**Problem to work on:**
Transcribe the following lines exactly as they appear.

(Rows from a segmentation dataset)
-- Begin --
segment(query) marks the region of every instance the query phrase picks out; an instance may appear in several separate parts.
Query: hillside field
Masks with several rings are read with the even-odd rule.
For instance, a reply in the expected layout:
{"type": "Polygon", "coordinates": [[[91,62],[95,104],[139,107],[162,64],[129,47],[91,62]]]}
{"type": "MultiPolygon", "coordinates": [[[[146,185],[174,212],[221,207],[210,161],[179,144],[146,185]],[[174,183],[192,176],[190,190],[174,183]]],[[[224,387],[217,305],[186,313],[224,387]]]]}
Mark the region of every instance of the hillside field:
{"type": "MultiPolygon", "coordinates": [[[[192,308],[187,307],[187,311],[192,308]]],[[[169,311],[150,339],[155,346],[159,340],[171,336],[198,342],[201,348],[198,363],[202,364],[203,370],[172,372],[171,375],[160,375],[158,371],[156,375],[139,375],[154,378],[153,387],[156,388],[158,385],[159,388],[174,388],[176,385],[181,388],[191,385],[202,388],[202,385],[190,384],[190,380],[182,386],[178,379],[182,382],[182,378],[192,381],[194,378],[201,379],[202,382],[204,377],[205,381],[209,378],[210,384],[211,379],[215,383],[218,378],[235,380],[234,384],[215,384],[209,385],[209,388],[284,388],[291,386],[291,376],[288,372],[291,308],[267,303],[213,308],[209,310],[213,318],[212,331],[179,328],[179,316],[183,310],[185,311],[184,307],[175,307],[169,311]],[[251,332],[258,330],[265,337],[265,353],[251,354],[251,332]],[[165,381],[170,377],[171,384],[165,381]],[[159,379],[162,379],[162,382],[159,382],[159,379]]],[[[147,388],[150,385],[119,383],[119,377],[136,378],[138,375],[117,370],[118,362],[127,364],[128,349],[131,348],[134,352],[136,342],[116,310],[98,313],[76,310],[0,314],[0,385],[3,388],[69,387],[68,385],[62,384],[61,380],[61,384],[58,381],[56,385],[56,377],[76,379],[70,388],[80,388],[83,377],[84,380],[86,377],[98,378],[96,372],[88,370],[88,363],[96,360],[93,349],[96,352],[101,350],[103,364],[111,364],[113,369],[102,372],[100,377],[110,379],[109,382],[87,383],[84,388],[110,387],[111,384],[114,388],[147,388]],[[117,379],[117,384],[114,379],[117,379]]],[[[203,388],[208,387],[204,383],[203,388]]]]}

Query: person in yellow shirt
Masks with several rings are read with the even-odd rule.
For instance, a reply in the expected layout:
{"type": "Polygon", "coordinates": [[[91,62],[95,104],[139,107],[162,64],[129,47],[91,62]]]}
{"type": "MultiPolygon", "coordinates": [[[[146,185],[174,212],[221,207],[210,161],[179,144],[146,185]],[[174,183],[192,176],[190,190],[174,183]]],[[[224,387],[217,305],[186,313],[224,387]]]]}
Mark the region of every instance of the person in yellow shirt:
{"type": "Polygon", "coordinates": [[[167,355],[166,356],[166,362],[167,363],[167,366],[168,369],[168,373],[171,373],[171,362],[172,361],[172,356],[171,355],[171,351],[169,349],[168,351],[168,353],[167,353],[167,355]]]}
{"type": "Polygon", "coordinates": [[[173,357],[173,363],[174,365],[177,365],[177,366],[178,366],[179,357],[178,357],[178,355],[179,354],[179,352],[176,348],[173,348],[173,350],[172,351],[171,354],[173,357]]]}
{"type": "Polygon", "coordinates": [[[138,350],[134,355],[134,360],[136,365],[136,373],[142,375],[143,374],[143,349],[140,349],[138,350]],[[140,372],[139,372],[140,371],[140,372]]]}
-- End --
**Finished exercise:**
segment(query) marks the region of every instance the query phrase picks out; an instance may appear in several separate parts.
Query: hillside field
Masks with several rings are read with the even-odd rule.
For instance, a reply in the expected layout:
{"type": "Polygon", "coordinates": [[[91,62],[95,104],[139,107],[162,64],[129,47],[91,62]]]}
{"type": "MultiPolygon", "coordinates": [[[[146,185],[174,212],[221,207],[210,161],[179,144],[146,185]],[[174,183],[192,176],[190,190],[174,183]]],[[[224,387],[217,305],[186,313],[224,387]]]]}
Mark the region of every instance of the hillside field:
{"type": "MultiPolygon", "coordinates": [[[[192,308],[187,307],[187,311],[192,308]]],[[[169,311],[150,339],[155,346],[159,340],[171,336],[198,342],[201,348],[198,363],[202,364],[203,370],[172,372],[171,375],[160,375],[158,371],[156,375],[139,375],[154,378],[153,387],[156,388],[158,385],[159,388],[174,388],[176,385],[181,388],[191,385],[202,388],[202,385],[190,384],[190,380],[182,386],[178,379],[182,382],[182,378],[192,381],[194,378],[201,379],[202,382],[204,377],[205,381],[209,378],[210,384],[211,379],[215,383],[218,378],[235,380],[234,384],[215,384],[209,385],[209,388],[284,388],[291,386],[291,376],[288,372],[291,308],[267,303],[213,308],[209,310],[213,318],[212,331],[179,328],[179,316],[183,310],[185,311],[184,307],[175,307],[169,311]],[[251,332],[258,330],[265,337],[265,353],[251,354],[251,332]],[[165,381],[170,377],[171,384],[165,381]],[[159,379],[162,379],[162,382],[159,382],[159,379]]],[[[147,388],[150,385],[119,383],[119,377],[136,378],[138,375],[117,370],[118,362],[127,364],[128,349],[131,348],[134,352],[136,342],[116,310],[98,313],[76,310],[0,314],[0,385],[3,388],[69,387],[68,385],[62,384],[61,380],[61,384],[58,381],[56,385],[56,377],[76,379],[70,388],[80,388],[83,377],[84,380],[86,377],[98,378],[96,372],[88,370],[88,363],[96,360],[93,349],[96,352],[101,350],[103,364],[111,364],[113,369],[102,372],[100,377],[110,379],[109,382],[87,383],[84,388],[110,387],[111,384],[114,388],[147,388]],[[117,379],[117,384],[114,379],[117,379]]],[[[203,388],[208,387],[204,383],[203,388]]]]}

Query: person in yellow shirt
Masks with several rings are read with the even-odd rule.
For instance, a reply in the expected layout:
{"type": "Polygon", "coordinates": [[[91,62],[95,104],[139,107],[162,64],[129,47],[91,62]]]}
{"type": "MultiPolygon", "coordinates": [[[[146,185],[174,212],[221,207],[210,161],[179,144],[146,185]],[[174,183],[192,176],[190,190],[174,183]]],[[[224,387],[217,305],[186,313],[224,387]]]]}
Mark the region of every instance of the person in yellow shirt:
{"type": "Polygon", "coordinates": [[[167,355],[166,356],[166,362],[167,363],[167,366],[168,369],[168,373],[171,373],[171,362],[172,361],[172,356],[171,355],[171,351],[169,349],[168,351],[168,353],[167,353],[167,355]]]}
{"type": "Polygon", "coordinates": [[[173,357],[173,363],[174,365],[177,365],[177,366],[178,366],[179,357],[178,357],[178,355],[179,354],[179,352],[176,348],[173,348],[173,350],[172,351],[171,354],[173,357]]]}
{"type": "Polygon", "coordinates": [[[138,350],[134,355],[134,360],[136,365],[136,373],[142,375],[143,374],[143,349],[140,349],[138,350]],[[140,372],[139,372],[140,371],[140,372]]]}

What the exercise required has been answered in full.